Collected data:
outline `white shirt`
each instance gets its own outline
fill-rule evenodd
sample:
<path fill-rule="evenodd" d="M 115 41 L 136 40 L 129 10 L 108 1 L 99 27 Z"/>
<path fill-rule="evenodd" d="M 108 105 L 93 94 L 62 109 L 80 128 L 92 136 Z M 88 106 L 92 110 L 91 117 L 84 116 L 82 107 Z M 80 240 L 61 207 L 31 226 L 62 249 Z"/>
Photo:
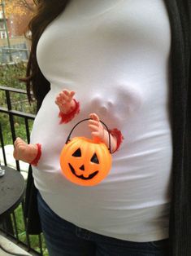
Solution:
<path fill-rule="evenodd" d="M 60 217 L 94 232 L 132 241 L 168 236 L 172 158 L 169 99 L 171 31 L 162 0 L 73 0 L 46 29 L 37 61 L 51 90 L 34 121 L 42 146 L 35 184 Z M 59 125 L 56 95 L 76 91 L 80 112 Z M 96 113 L 124 140 L 108 176 L 77 186 L 61 173 L 69 131 Z M 89 136 L 87 123 L 73 136 Z"/>

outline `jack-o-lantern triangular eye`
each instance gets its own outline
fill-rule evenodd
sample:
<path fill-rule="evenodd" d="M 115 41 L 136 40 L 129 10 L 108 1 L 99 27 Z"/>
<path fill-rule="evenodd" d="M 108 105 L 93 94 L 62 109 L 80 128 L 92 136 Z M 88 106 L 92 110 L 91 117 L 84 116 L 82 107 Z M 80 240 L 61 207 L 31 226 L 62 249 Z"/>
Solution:
<path fill-rule="evenodd" d="M 81 157 L 80 148 L 78 148 L 77 150 L 76 150 L 75 152 L 72 154 L 72 157 Z"/>
<path fill-rule="evenodd" d="M 94 153 L 93 156 L 92 157 L 91 161 L 94 164 L 99 164 L 99 161 L 96 153 Z"/>

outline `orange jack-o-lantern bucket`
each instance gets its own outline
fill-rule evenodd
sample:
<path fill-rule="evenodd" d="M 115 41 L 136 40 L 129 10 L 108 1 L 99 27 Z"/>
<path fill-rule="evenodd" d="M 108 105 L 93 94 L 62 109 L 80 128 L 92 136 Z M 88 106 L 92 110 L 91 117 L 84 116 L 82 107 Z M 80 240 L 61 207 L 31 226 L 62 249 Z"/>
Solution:
<path fill-rule="evenodd" d="M 75 137 L 70 139 L 72 130 L 60 154 L 63 174 L 71 182 L 82 186 L 94 186 L 108 174 L 111 167 L 111 138 L 109 148 L 99 139 Z M 105 127 L 106 126 L 100 121 Z M 108 135 L 110 135 L 108 130 Z"/>

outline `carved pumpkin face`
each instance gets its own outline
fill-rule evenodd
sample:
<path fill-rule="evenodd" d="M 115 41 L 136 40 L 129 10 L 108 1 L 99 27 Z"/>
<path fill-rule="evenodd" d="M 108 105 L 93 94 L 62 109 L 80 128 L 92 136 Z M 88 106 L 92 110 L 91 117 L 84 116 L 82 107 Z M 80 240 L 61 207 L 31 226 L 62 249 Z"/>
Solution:
<path fill-rule="evenodd" d="M 108 174 L 111 155 L 105 143 L 76 137 L 63 147 L 60 166 L 63 174 L 72 183 L 93 186 Z"/>

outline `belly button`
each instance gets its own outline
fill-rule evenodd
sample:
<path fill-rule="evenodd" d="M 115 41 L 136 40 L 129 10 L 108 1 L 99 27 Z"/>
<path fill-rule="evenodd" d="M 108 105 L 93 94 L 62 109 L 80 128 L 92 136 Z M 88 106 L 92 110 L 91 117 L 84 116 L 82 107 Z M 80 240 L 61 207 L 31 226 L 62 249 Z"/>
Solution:
<path fill-rule="evenodd" d="M 102 115 L 106 114 L 107 113 L 107 108 L 106 106 L 102 106 L 99 108 L 99 113 Z"/>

> [WHAT IS ASKED]:
Reproduce all of the lines above, substituting "a separate outline" for each occurrence of "its own outline" and keeping everything else unchanged. Omit the pictures from your reproduction.

> [SOLUTION TO THIS EXERCISE]:
outline `white shirt`
each instance gets a separate outline
fill-rule evenodd
sample:
<path fill-rule="evenodd" d="M 115 41 L 136 40 L 129 10 L 108 1 L 99 27 Z"/>
<path fill-rule="evenodd" d="M 108 105 L 93 94 L 62 109 L 80 128 L 92 136 Z M 88 106 L 92 110 L 91 117 L 84 116 L 82 107 Z M 80 240 L 61 207 L 31 226 L 62 249 Z"/>
Photo:
Solution:
<path fill-rule="evenodd" d="M 60 217 L 94 232 L 132 241 L 168 236 L 172 158 L 169 99 L 171 31 L 162 0 L 73 0 L 46 29 L 37 61 L 51 90 L 34 121 L 42 146 L 35 184 Z M 59 125 L 56 95 L 76 91 L 80 112 Z M 96 113 L 124 140 L 108 176 L 77 186 L 61 173 L 69 131 Z M 89 136 L 87 123 L 73 136 Z"/>

outline `jack-o-lantern triangular eye`
each instance gets a separate outline
fill-rule evenodd
sample:
<path fill-rule="evenodd" d="M 115 41 L 136 40 L 129 10 L 108 1 L 99 27 Z"/>
<path fill-rule="evenodd" d="M 108 105 L 93 94 L 62 109 L 80 128 L 92 136 Z M 88 106 L 92 110 L 91 117 L 84 116 L 82 107 Z M 80 240 L 61 207 L 31 226 L 62 249 Z"/>
Solution:
<path fill-rule="evenodd" d="M 81 157 L 80 148 L 78 148 L 77 150 L 76 150 L 75 152 L 72 154 L 72 157 Z"/>
<path fill-rule="evenodd" d="M 94 153 L 93 156 L 92 157 L 91 161 L 94 164 L 99 164 L 99 161 L 96 153 Z"/>

outline `orange jack-o-lantern bucket`
each instance gets a separate outline
fill-rule evenodd
sample:
<path fill-rule="evenodd" d="M 115 41 L 136 40 L 129 10 L 108 1 L 99 27 Z"/>
<path fill-rule="evenodd" d="M 108 105 L 93 94 L 62 109 L 80 128 L 92 136 Z M 88 106 L 92 110 L 91 117 L 84 116 L 82 107 Z M 80 240 L 61 207 L 31 226 L 62 249 Z"/>
Solution:
<path fill-rule="evenodd" d="M 75 137 L 70 139 L 72 130 L 60 154 L 63 174 L 71 182 L 82 186 L 94 186 L 108 174 L 111 167 L 111 138 L 109 148 L 99 139 Z M 105 127 L 106 126 L 100 121 Z M 108 135 L 110 135 L 108 130 Z"/>

outline `carved pumpkin face`
each instance gets a separate outline
fill-rule evenodd
sample:
<path fill-rule="evenodd" d="M 115 41 L 136 40 L 129 10 L 108 1 L 99 27 Z"/>
<path fill-rule="evenodd" d="M 108 105 L 93 94 L 62 109 L 80 128 L 92 136 Z M 88 106 L 92 110 L 91 117 L 84 116 L 82 107 Z M 80 240 L 61 207 L 31 226 L 62 249 Z"/>
Solution:
<path fill-rule="evenodd" d="M 108 174 L 111 155 L 105 143 L 76 137 L 63 147 L 60 166 L 63 174 L 72 183 L 93 186 Z"/>

outline `belly button`
each instance gets a separate outline
fill-rule evenodd
sample:
<path fill-rule="evenodd" d="M 115 41 L 136 40 L 129 10 L 108 1 L 99 27 Z"/>
<path fill-rule="evenodd" d="M 108 105 L 93 94 L 62 109 L 80 128 L 92 136 Z M 88 106 L 92 110 L 91 117 L 84 116 L 82 107 Z M 80 240 L 61 207 L 31 226 L 62 249 Z"/>
Solution:
<path fill-rule="evenodd" d="M 102 115 L 106 114 L 107 113 L 107 108 L 106 106 L 102 106 L 99 108 L 99 113 Z"/>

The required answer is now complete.